Task item
In the listing below, find the line with "negative clicks: (246, 50)" and the line with "For every <instance>", then return them and every line between them exactly, minus the pictures.

(Records supplied begins)

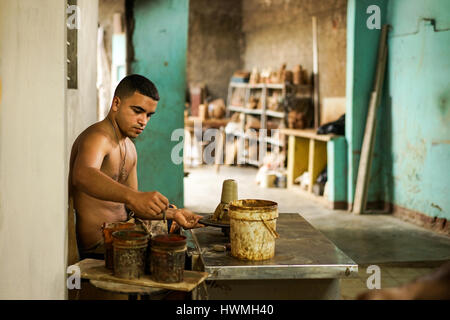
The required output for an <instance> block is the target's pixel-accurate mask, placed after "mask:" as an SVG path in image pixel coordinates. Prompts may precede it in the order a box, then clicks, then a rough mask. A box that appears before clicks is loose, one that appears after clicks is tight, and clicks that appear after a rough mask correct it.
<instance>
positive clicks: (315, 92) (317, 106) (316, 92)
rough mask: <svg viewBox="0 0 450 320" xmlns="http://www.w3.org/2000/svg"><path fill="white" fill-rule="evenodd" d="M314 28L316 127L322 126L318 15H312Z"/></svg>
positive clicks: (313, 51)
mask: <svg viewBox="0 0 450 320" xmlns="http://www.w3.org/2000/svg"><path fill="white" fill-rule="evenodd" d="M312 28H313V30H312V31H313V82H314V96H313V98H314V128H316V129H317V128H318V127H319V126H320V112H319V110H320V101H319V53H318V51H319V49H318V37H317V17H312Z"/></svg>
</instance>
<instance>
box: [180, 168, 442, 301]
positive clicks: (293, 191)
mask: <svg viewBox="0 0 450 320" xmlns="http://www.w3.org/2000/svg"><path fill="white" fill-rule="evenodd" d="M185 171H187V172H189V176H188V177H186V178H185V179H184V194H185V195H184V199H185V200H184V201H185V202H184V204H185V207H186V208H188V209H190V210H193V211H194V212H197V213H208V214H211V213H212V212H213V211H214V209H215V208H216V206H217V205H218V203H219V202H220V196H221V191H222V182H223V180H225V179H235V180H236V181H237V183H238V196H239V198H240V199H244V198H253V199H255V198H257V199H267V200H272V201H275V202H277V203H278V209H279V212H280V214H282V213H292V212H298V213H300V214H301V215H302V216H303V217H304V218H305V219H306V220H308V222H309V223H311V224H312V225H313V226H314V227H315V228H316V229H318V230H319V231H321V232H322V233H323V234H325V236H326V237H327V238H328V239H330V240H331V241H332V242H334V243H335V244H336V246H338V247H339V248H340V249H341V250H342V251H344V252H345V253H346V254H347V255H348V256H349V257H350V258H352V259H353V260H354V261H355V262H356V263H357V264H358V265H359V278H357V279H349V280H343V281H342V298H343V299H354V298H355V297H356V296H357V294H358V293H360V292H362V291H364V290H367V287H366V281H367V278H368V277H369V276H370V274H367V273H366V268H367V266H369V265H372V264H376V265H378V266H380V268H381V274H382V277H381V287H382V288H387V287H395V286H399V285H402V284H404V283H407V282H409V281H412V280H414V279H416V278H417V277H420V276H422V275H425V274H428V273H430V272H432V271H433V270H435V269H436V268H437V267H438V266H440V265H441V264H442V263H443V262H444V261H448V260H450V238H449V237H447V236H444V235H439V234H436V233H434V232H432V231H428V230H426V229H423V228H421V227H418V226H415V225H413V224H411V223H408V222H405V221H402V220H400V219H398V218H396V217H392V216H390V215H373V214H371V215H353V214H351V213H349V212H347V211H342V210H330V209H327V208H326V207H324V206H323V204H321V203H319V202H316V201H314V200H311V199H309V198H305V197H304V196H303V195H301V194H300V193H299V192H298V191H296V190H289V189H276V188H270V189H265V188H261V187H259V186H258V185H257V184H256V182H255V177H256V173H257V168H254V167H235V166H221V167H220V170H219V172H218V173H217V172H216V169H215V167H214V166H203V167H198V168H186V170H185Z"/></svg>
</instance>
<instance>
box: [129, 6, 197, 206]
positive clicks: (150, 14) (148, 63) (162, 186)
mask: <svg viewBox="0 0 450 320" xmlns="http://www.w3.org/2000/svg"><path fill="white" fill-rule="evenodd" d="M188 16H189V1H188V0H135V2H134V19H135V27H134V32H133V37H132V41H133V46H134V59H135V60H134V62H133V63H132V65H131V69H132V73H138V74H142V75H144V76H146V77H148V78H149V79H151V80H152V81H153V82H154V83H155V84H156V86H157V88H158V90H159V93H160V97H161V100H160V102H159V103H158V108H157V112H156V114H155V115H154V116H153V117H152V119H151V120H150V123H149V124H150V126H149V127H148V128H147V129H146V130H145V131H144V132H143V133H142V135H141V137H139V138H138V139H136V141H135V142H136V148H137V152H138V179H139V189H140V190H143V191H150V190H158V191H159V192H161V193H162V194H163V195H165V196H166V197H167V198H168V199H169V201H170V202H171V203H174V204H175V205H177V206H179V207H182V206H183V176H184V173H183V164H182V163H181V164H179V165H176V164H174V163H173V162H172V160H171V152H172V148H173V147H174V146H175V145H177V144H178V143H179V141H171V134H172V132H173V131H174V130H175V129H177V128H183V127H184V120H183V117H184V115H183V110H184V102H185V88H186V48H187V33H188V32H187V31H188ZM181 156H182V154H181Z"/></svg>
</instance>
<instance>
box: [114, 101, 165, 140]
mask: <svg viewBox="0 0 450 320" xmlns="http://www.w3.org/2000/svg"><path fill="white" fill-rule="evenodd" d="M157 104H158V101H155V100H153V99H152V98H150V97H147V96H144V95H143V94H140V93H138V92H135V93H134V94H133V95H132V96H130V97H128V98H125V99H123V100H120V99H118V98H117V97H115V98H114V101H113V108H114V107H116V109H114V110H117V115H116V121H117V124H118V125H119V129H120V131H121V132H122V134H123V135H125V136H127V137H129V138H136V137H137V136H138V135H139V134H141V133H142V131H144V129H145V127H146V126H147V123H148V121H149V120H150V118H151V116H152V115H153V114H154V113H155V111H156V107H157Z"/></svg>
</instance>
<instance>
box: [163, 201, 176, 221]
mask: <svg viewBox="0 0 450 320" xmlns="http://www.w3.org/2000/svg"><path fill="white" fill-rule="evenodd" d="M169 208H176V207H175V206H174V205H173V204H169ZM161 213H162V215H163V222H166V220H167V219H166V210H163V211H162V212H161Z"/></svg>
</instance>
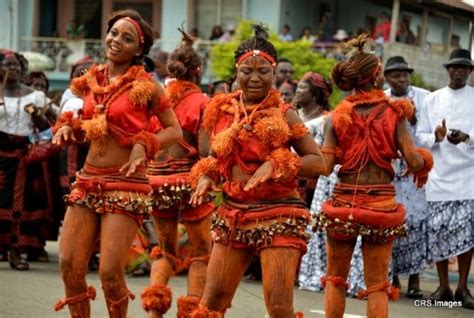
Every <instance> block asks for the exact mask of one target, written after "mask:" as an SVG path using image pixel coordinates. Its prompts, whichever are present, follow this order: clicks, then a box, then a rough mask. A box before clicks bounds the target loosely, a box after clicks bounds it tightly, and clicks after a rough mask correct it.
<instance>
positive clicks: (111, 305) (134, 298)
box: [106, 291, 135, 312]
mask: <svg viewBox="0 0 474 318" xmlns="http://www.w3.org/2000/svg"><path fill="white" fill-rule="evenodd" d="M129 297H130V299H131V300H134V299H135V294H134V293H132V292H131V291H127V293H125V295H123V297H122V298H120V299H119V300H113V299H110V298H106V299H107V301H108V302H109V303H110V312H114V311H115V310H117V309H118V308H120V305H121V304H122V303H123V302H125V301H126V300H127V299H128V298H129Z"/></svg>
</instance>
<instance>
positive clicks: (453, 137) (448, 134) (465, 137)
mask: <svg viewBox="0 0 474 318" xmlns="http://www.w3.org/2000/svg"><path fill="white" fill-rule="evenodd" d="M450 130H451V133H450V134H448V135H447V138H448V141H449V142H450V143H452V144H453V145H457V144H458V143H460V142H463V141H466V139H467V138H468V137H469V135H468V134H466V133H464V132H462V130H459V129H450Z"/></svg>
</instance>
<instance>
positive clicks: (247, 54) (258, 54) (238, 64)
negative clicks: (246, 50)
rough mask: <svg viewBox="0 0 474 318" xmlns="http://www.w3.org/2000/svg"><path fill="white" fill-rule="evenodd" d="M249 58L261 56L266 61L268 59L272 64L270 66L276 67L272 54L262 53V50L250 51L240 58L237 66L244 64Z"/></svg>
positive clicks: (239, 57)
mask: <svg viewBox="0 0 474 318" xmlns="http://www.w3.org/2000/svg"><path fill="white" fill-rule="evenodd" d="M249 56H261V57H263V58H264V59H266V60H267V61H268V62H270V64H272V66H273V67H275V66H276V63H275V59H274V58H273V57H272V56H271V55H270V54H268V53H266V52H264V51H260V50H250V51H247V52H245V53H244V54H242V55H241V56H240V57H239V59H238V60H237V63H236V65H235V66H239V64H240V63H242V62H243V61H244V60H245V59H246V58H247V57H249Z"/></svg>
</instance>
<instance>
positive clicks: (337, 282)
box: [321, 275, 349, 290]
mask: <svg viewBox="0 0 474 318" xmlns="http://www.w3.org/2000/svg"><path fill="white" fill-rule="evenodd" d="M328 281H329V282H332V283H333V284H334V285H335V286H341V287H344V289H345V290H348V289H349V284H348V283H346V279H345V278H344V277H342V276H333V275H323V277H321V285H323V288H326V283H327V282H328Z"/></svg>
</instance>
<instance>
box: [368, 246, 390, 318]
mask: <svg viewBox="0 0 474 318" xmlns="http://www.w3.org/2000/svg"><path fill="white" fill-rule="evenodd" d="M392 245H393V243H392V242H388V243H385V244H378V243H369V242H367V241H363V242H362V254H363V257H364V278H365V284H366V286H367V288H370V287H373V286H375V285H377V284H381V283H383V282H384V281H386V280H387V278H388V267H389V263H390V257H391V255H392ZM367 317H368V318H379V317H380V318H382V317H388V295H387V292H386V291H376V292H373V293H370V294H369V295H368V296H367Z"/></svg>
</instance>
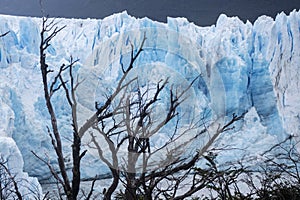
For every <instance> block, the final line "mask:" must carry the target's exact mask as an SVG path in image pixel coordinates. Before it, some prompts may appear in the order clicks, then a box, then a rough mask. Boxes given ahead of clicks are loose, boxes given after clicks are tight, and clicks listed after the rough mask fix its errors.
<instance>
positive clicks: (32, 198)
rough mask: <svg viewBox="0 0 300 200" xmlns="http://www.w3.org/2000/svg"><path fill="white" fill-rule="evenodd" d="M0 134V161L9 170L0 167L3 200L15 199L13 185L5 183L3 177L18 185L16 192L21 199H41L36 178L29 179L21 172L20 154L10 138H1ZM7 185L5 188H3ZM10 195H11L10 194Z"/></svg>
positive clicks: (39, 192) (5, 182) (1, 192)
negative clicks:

(Records supplied ends)

Your solution
negative clicks: (246, 50)
rough mask: <svg viewBox="0 0 474 318" xmlns="http://www.w3.org/2000/svg"><path fill="white" fill-rule="evenodd" d="M249 58L261 56L266 61L268 59L272 64L270 66L276 67L272 54L262 53V50L250 51L240 58L237 66L244 64Z"/></svg>
positive clicks: (239, 57)
mask: <svg viewBox="0 0 474 318" xmlns="http://www.w3.org/2000/svg"><path fill="white" fill-rule="evenodd" d="M249 56H261V57H263V58H264V59H266V60H267V61H268V62H270V64H272V66H273V67H275V66H276V63H275V59H274V58H273V57H272V56H271V55H270V54H268V53H266V52H264V51H260V50H250V51H247V52H245V53H244V54H242V55H241V56H240V57H239V59H238V60H237V63H236V65H235V66H239V64H240V63H242V62H243V61H244V60H245V59H246V58H247V57H249Z"/></svg>
</instance>
<instance>
positive clicks: (337, 282)
box: [321, 275, 349, 290]
mask: <svg viewBox="0 0 474 318" xmlns="http://www.w3.org/2000/svg"><path fill="white" fill-rule="evenodd" d="M328 281H329V282H332V283H333V284H334V285H335V286H341V287H344V289H345V290H348V289H349V284H348V283H346V279H345V278H344V277H342V276H333V275H323V277H321V285H323V288H326V283H327V282H328Z"/></svg>
</instance>
<instance>
box: [368, 246, 390, 318]
mask: <svg viewBox="0 0 474 318" xmlns="http://www.w3.org/2000/svg"><path fill="white" fill-rule="evenodd" d="M392 245H393V243H392V242H388V243H385V244H378V243H369V242H367V241H363V242H362V254H363V257H364V278H365V284H366V286H367V288H370V287H373V286H375V285H377V284H381V283H383V282H384V281H386V280H387V278H388V267H389V263H390V257H391V255H392ZM367 317H368V318H379V317H380V318H382V317H388V295H387V292H386V291H376V292H373V293H370V294H369V295H368V296H367Z"/></svg>
</instance>
For every <instance> block, the final line "mask:" must carry the target's exact mask as an SVG path in image pixel coordinates. Before it, some prompts may appear in the order clicks, then a box, then a rough mask. Boxes given ahead of clicks are loose, boxes given after clicks are tight, and clicks listed after the rough mask fix its errors.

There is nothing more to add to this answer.